▶ **Текст для чтения**:

:::

Я очень прошу вас, К. А., сообщить это мое письмо ленинградской группе, работающей по изданию старой поэзии. Мое окончательное мнение по этому вопросу таково: совершенно неважно, в какой издательской организации будет издаваться «Библиотека поэтов» в данном ее виде и будет ли она издаваться самостоятельно, одновременно и дробно в Ленинграде, Конотопе, Москве, Обдорске и других местах.
Но было бы крайне важно и очень полезно, если б обе группы, отказавшись от смешного, старенького, традиционного «партикуляризма», попытались объединиться и придать работе своей по истории русской поэзии хотя бы и не очень «научный», но серьезный, стройный характер. Работа по идее своей заслуживает иного отношения, чем то, кое проявлено. Значит — вопрос таков: возможно объединение, или «Нева с Москвой-рекой — увы! — непримиримы»? Есть опасность, что, прожив еще лет десяток и оглянувшись на то, каковы они были до 34 г. включительно, — литераторы увидят себя очень смешными людями.
Я совершенно подавлен убийством Кирова, чувствую себя вдребезги разбитым и вообще — скверно. Очень я любил и уважал этого человека.
ФЕДИН — ГОРЬКОМУ
(Ленинград. 29 декабря 1934 г. — 8 января 1935)
Дорогой Алексей Максимович,
я получил из Москвы копию с вашего письма мне, написанного в Крыму. Не сердитесь на мое неисправимое, впрочем, не совсем серьезное «упрямство», но и в этом случае Москва оказалась предпочтенной: копия должна была бы остаться там, а оригинал — попасть в мои руки. Но случилось наоборот, так что у меня впервые за всю переписку с вами (которой я необыкновенно дорожу) появилось письмо от вас без даты и подписи.
Большое спасибо за подробный ответ касательно «Библиотеки поэта». Я передал его редакторам этого издания, так что в дальнейшем они могут вести свою работу, сообразуясь с вашим мнением о ней. Скорее всего, разумеется, «Нева с Москвой-рекой» тихо примирятся...

:::

▶ **Данные**:
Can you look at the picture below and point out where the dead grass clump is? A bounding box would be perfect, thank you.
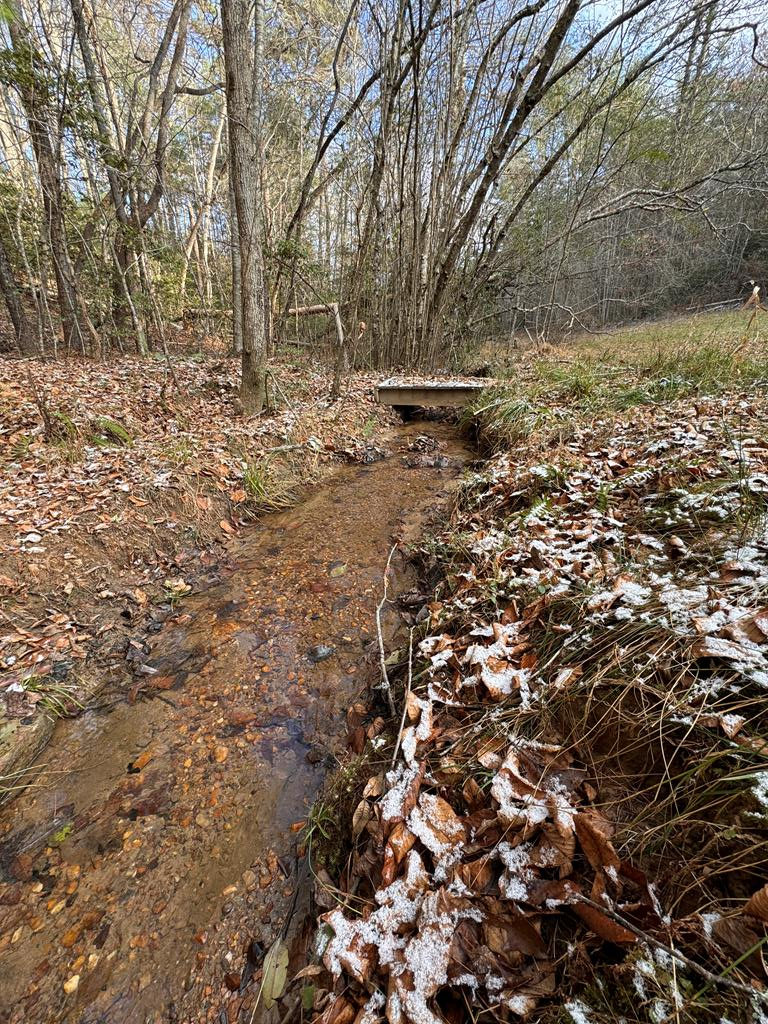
[309,376,768,1024]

:::

▶ **Задания**:
**A.** Кому, согласно тексту писем об издании старой поэзии, Федин передал подробный ответ касательно «Библиотеки поэта»?
**B.** Продолжите текст писем об издании старой поэзии, начав сразу после его последнего предложения.

▶ **Ответы**:
**A.** Редакторам этого издания.

**B.**
Я не думал, что вы так невысоко расцениваете «Библиотеку» и что редакция настолько отдалилась от вашего замысла, что стало безразлично — где будут выходить книги в нынешнем их виде —в Конотопе или еще где. Я не был связан с «Библиотекой», а ее редактора никогда не излагали ее плана так, как он вырастает из вашего письма. Лично я представлял себе «Библиотеку» пособием для современного поэта. Вероятно, этим моим недоразумением порожден был излишне «воинственный» тон последнего моего письма, который — возможно — был вам неприятен. Если так — извините, это вышло невольно.
Однако, увы! — мне что-то жалко в исчезновении «Библиотеки». Да и вы, Алексей Максимович, вряд ли были бы против, если бы появился еще пяток-другой толстых томов с именами крупных поэтов прошлого...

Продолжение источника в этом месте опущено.